▶ **Given request**: Return every line of the rows that contains the string "headboard", matching case exactly.

▶ **Supplied material**:
----

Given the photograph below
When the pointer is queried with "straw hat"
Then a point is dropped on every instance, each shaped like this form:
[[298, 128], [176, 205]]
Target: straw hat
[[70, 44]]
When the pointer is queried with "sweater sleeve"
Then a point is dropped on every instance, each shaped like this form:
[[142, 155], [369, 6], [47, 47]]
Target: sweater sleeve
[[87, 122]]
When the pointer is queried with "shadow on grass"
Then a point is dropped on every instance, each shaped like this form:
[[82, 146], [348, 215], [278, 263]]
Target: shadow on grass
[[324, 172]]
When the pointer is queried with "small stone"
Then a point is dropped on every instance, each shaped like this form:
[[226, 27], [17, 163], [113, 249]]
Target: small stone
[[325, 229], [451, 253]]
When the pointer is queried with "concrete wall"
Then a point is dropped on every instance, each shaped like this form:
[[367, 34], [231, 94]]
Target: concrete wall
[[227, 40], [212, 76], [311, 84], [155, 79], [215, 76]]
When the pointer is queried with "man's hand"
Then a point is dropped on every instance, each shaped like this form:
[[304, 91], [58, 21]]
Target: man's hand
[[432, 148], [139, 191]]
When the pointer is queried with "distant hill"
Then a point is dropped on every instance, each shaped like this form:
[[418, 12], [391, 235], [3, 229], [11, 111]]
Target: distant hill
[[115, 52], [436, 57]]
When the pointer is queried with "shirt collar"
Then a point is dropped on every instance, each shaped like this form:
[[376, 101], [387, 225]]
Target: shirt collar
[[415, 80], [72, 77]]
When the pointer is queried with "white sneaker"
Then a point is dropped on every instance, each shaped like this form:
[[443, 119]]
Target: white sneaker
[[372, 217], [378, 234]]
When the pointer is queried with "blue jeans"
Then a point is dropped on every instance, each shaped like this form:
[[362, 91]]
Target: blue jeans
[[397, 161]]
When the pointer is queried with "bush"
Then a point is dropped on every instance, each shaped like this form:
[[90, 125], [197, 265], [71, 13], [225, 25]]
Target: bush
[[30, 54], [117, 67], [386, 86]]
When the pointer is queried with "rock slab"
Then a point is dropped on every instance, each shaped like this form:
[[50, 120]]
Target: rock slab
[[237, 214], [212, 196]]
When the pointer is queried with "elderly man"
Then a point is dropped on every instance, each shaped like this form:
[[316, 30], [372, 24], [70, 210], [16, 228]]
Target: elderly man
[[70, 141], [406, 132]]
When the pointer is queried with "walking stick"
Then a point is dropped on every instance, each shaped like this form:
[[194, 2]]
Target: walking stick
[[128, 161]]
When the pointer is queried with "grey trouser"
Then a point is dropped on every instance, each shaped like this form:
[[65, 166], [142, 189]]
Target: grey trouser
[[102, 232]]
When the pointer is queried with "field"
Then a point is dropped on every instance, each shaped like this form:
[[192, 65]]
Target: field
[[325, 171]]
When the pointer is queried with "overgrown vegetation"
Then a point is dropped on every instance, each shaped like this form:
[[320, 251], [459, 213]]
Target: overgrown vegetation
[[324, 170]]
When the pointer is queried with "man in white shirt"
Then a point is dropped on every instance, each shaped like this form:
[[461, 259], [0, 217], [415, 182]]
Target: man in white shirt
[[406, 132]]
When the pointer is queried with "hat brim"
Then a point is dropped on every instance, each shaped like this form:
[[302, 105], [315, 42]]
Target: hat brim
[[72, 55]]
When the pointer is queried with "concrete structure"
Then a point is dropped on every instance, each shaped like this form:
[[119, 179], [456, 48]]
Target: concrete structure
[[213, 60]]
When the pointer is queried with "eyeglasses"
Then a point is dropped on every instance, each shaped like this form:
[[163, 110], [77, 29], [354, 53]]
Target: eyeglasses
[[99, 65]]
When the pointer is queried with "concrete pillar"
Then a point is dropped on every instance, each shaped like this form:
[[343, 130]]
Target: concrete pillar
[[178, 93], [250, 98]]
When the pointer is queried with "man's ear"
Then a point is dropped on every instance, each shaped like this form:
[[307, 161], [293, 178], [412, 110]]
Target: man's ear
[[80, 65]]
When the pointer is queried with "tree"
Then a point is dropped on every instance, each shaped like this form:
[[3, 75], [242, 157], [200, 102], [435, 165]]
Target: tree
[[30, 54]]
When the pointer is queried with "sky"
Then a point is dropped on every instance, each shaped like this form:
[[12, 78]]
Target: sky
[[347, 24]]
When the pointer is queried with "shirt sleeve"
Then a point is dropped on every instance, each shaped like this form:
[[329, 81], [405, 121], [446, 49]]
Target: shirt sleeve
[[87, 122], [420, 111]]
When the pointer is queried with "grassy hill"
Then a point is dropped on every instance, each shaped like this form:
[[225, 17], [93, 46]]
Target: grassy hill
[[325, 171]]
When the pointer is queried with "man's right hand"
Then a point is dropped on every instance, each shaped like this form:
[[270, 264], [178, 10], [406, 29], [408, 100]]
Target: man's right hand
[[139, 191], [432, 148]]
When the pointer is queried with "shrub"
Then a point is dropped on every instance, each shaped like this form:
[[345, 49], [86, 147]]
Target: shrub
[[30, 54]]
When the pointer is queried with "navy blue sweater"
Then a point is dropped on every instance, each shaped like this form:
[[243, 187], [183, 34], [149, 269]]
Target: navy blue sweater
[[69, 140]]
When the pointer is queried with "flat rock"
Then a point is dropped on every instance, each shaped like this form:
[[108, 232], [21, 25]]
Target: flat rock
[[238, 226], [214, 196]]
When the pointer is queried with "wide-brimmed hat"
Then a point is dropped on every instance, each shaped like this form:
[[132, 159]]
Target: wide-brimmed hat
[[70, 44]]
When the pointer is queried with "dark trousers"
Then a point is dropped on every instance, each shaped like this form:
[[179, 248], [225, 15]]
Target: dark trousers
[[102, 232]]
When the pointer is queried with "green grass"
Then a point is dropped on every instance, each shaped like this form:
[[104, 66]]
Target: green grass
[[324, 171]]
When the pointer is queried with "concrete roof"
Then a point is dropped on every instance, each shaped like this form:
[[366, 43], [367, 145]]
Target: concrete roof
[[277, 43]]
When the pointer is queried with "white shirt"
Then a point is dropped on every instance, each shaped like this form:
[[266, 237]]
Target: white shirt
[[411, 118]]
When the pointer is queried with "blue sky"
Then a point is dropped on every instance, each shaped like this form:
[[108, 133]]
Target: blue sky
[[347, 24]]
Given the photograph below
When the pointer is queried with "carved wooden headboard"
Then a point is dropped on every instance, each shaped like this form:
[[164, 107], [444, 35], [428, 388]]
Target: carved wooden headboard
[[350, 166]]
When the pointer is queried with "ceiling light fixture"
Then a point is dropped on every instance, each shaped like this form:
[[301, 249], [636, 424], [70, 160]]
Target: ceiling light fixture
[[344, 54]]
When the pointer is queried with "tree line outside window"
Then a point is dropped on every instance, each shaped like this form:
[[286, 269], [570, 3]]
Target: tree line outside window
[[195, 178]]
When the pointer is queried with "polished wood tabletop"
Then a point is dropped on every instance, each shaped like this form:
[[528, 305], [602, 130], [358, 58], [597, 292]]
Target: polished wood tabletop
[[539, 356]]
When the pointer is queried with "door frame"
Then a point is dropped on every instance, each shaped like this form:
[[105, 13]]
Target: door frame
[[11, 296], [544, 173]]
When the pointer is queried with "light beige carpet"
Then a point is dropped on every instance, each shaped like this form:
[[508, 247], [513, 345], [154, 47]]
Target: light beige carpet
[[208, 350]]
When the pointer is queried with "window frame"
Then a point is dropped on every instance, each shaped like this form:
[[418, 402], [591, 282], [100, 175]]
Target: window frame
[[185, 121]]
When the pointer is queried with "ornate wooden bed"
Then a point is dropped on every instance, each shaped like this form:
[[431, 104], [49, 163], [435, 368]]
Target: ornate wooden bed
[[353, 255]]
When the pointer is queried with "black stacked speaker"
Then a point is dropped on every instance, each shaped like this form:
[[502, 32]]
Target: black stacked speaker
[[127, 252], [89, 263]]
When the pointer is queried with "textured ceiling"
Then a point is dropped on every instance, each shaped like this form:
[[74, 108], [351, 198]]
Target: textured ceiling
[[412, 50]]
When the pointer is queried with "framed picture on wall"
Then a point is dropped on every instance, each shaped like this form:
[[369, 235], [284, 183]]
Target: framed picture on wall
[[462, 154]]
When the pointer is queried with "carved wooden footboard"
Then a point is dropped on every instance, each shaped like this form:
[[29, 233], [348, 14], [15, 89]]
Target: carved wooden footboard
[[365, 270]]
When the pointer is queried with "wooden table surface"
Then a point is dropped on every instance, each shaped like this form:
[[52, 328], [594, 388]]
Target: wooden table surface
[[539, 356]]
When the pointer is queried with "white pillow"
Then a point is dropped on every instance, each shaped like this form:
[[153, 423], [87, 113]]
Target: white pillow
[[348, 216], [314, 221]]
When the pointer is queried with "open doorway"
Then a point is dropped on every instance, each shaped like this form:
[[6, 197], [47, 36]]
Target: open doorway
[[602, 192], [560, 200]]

----

▶ **Written solution**:
When the pointer is queried with "carved wooden headboard"
Target: carved wooden headboard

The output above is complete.